Copy the items below word for word, starting at the line that contains "Report one dot per instance of the window" and continuing through the last line of the items.

Data items
★ ★ ★

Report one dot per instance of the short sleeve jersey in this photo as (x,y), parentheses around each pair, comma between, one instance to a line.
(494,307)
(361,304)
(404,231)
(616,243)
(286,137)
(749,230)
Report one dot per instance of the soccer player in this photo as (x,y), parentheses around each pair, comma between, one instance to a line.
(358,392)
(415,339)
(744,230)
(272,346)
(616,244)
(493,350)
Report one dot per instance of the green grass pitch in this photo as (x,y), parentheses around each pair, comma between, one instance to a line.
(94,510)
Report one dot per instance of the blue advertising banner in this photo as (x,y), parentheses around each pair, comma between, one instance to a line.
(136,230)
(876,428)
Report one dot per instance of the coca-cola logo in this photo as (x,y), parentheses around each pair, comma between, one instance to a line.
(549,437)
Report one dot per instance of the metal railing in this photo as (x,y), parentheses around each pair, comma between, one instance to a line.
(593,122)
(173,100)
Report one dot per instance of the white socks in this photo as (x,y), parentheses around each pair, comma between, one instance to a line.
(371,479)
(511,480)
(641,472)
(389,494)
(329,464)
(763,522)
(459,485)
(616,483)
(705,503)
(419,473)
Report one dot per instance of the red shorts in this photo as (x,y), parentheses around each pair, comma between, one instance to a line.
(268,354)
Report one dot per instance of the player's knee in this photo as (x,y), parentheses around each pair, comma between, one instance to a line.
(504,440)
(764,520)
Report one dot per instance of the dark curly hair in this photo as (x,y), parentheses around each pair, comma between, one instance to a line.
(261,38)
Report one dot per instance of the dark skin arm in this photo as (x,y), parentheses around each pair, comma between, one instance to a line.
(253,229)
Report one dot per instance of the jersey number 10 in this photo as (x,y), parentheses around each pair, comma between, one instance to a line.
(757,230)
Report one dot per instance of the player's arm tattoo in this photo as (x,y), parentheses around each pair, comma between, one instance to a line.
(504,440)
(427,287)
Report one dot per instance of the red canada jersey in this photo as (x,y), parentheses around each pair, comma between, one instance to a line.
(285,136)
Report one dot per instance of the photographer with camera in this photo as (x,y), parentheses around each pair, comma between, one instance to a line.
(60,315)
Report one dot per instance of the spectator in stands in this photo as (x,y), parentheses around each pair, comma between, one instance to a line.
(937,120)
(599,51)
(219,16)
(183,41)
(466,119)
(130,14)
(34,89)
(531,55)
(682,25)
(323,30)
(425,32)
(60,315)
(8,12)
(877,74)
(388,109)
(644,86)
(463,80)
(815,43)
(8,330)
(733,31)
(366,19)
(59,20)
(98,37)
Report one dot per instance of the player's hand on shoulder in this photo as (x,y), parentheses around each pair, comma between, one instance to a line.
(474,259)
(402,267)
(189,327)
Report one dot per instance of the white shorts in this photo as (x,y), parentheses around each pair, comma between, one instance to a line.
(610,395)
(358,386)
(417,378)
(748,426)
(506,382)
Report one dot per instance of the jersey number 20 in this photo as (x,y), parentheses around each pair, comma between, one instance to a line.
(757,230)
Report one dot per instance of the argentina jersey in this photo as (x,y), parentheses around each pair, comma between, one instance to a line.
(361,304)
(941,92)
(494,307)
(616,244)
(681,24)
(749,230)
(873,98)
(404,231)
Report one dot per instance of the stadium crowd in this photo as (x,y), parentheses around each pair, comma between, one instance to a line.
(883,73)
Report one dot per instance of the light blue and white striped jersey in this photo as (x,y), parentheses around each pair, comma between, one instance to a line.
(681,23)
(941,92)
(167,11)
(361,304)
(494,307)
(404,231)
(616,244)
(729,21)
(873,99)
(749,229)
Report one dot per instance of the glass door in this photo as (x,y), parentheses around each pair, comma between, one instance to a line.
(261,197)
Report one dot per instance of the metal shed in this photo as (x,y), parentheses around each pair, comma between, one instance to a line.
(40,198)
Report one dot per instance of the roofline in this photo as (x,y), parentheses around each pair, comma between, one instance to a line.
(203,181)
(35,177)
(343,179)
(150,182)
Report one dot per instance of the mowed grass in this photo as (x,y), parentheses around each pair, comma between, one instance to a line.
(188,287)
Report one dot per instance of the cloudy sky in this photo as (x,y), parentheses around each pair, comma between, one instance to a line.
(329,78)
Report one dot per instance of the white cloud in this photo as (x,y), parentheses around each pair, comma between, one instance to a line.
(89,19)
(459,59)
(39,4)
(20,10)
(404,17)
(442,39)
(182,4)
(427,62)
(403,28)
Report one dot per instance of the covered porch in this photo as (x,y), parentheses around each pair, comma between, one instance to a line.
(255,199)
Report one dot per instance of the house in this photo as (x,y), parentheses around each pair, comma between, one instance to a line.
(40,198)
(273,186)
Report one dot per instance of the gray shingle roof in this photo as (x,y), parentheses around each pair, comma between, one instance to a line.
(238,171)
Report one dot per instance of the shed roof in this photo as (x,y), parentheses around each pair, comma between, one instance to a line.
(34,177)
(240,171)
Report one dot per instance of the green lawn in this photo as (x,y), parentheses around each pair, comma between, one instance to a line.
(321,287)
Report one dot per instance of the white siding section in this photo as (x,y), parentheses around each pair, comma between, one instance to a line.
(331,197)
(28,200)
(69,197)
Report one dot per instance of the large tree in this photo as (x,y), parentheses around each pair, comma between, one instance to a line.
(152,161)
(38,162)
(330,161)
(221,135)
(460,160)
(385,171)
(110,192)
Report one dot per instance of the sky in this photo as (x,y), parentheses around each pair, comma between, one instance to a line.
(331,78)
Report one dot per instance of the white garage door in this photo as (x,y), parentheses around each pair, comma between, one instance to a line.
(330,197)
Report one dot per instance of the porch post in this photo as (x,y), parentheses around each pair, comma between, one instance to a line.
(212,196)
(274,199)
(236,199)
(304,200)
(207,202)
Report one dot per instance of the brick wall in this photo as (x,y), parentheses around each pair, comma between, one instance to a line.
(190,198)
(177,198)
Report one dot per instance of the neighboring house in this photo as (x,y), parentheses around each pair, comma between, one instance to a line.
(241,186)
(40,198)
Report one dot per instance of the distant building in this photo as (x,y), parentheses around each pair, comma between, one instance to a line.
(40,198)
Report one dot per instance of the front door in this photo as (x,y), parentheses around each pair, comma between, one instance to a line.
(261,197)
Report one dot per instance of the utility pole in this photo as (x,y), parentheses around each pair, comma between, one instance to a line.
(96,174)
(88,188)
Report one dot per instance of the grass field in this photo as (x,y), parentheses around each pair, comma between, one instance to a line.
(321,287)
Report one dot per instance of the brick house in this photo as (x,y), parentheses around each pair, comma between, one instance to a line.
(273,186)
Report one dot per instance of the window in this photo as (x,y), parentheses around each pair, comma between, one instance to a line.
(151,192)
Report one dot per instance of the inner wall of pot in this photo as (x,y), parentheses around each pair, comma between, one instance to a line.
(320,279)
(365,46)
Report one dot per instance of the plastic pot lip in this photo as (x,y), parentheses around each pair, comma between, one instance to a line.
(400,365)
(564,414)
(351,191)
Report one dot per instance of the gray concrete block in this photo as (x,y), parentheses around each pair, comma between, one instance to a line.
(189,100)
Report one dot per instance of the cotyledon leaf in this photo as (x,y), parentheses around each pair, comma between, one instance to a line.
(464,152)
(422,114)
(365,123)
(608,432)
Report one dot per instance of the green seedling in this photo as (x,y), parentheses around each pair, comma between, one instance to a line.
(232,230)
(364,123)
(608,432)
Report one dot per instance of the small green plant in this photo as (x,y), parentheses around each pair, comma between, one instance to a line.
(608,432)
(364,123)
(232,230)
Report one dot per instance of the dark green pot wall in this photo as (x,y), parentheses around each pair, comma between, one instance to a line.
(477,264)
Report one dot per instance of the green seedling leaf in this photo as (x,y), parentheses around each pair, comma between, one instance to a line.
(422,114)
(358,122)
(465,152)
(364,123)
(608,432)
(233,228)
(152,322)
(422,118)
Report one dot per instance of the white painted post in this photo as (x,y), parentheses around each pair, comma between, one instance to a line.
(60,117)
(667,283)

★ ★ ★

▶ Response:
Report one dot per instance of the window in this photo as (x,y), parentheses around each pair, comma between, one instance to a line.
(151,192)
Report one dot per instance of the inner wall of pot in this photo as (x,y), parentheses around each pair, comma between, one instance to a line.
(320,279)
(365,46)
Report one dot per instance of the plastic pot lip in this photo as (x,y), parentheses around each pair, comma between, one instance to a line.
(400,365)
(564,414)
(351,191)
Report one dot per instance of the gray concrete block in this photo as (x,y), parentheses around each pair, comma between, one instance to a line.
(189,100)
Report one dot per instance of the cotyledon leaf in this photo as (x,y), parentheses around each pair, comma between, one instance to a line.
(464,152)
(422,114)
(365,123)
(608,432)
Report one dot per instance of the green seedling in this photo as (x,y), parentheses around each pair, comma between, one instance to a line.
(232,230)
(364,123)
(608,432)
Report one dot per instance of the small green plant in this photo as (x,y), parentheses around each pair, comma between, one instance to a line.
(608,432)
(364,123)
(232,230)
Report one dot per instance of the dark green pot wall in this photo as (x,y), parentheses around each pair, comma between, one instance to a line.
(477,264)
Report one dot per instance of the green seedling leaf in this photo as (x,y), parentheses around each pair, comma between, one instance to a line.
(422,114)
(358,122)
(465,152)
(364,123)
(608,432)
(233,228)
(152,322)
(422,118)
Report one dot per instance of the white painted post in this photo as (x,y), parentheses around each pair, comma between, one instance to a line.
(60,117)
(667,283)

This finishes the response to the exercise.